### GOAL OF THE EXERCISE
Your task is to print all of the data word for word.

### INFORMATION PROVIDED
'''
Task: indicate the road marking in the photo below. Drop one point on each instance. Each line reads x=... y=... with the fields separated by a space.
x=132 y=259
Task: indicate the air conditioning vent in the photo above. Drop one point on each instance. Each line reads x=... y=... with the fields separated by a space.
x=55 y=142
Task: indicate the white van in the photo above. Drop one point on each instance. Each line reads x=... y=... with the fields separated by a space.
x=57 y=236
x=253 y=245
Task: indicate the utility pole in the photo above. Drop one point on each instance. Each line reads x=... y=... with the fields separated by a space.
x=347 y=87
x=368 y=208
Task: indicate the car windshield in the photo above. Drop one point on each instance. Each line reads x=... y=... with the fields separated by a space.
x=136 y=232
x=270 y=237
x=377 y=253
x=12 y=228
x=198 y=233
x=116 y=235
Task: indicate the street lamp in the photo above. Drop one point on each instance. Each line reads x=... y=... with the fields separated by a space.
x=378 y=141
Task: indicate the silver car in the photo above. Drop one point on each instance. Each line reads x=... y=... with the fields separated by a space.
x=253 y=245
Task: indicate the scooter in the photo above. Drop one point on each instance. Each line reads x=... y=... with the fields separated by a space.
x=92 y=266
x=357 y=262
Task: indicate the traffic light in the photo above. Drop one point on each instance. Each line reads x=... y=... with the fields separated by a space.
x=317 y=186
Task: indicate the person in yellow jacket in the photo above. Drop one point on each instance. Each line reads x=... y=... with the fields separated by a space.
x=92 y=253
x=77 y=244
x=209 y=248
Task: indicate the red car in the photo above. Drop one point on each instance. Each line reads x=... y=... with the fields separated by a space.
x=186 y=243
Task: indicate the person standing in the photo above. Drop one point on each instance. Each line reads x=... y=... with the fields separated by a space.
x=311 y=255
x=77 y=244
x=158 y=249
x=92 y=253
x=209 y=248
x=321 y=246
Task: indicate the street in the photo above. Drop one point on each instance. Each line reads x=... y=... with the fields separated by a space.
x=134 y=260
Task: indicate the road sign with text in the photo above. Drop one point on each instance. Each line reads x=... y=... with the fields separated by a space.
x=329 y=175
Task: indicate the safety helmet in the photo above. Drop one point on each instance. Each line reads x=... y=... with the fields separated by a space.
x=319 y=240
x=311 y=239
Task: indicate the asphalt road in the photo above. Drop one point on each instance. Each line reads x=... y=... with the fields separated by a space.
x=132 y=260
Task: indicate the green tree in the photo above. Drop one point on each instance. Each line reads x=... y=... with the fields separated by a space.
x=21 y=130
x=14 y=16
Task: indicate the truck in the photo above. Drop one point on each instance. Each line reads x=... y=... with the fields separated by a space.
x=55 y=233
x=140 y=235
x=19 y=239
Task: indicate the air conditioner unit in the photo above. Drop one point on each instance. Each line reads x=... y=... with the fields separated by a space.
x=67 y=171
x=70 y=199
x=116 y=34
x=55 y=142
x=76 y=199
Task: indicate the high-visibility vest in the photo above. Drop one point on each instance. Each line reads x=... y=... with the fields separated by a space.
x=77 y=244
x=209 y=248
'''
### FINISHED EXERCISE
Task: indicate the road marking in the photo below. Drop one point on each instance. Each line reads x=... y=... with the fields separated by a space.
x=132 y=259
Task: indicate the air conditioning vent in the photo above. Drop one point on each instance. Each line reads x=... y=... with the fields separated by a space.
x=55 y=142
Task: indicate the white van in the photo above. Drop one point on each instance. Each line reads x=... y=... with the fields separated by a space.
x=57 y=236
x=253 y=245
Task: indicate the utility pole in the photo above. Drop one point on each instance. Each line reads x=... y=... with the fields separated by a space.
x=347 y=87
x=368 y=208
Task: indicate the car windshield in the photo above. Drop one point on each instance. Each line reads x=... y=... with the fields separated by a space.
x=136 y=232
x=270 y=237
x=377 y=253
x=12 y=228
x=198 y=233
x=116 y=235
Task: indicate the street lamp in the photo above. Drop one point on each instance. Each line reads x=... y=... with the fields separated by a space.
x=378 y=141
Task: indicate the silver car in the photo above. Drop one point on each instance. Each line reads x=... y=... with the fields separated by a space.
x=253 y=245
Task: indicate the scooter in the photo above. Drop one point on each instance. Each line reads x=... y=... with the fields separated by a space.
x=92 y=266
x=357 y=262
Task: indicate the traffic light in the photo above. Drop one point on each instance. Each line reads x=... y=... with the fields separated by a space.
x=317 y=186
Task: indicate the person in yellow jacket in the photo above. Drop one point on each instance. Each line reads x=... y=... with the fields separated by a space.
x=92 y=253
x=77 y=244
x=209 y=248
Task: indicate the red car in the photo above. Drop one point on each instance. Each line reads x=... y=... with the fields separated by a space.
x=186 y=243
Task: indicate the person standing in the photo above. Drop one point on each instance. Each line reads x=... y=... with the fields separated by a space.
x=311 y=255
x=77 y=244
x=158 y=249
x=92 y=253
x=209 y=248
x=321 y=246
Task: indicate the street in the photo above. Drop one point on each instance. Each line reads x=... y=... with the fields separated by a space.
x=134 y=260
Task: indicate the road sign with text in the photo above. Drop one point on each instance. Each line reads x=... y=... with the fields separated by a space.
x=329 y=175
Task: indicate the safety helmet in the photo above. Drop one point on each instance. Each line reads x=... y=... with the fields separated by a space.
x=319 y=240
x=311 y=239
Task: indicate the asphalt road in the photo above. Drop one point on each instance. Each line reads x=... y=... with the fields separated by a space.
x=132 y=260
Task: indicate the green tree in the photo above. Drop one point on each instance. Each line reads x=... y=... with the fields separated by a space.
x=21 y=130
x=14 y=16
Task: indicate the truck in the photo above. Drop one point on each instance. Each line reads x=... y=... with the fields separated by a space.
x=55 y=233
x=140 y=235
x=19 y=239
Task: indicate the air conditioner unit in the photo above. Drop one point on each instance. Each line reads x=... y=... with the fields separated by a space.
x=67 y=171
x=70 y=199
x=116 y=34
x=55 y=142
x=76 y=199
Task: indicate the high-visibility vest in the photo above. Drop one point on each instance. Each line reads x=... y=... with the fields separated by a space.
x=77 y=244
x=209 y=248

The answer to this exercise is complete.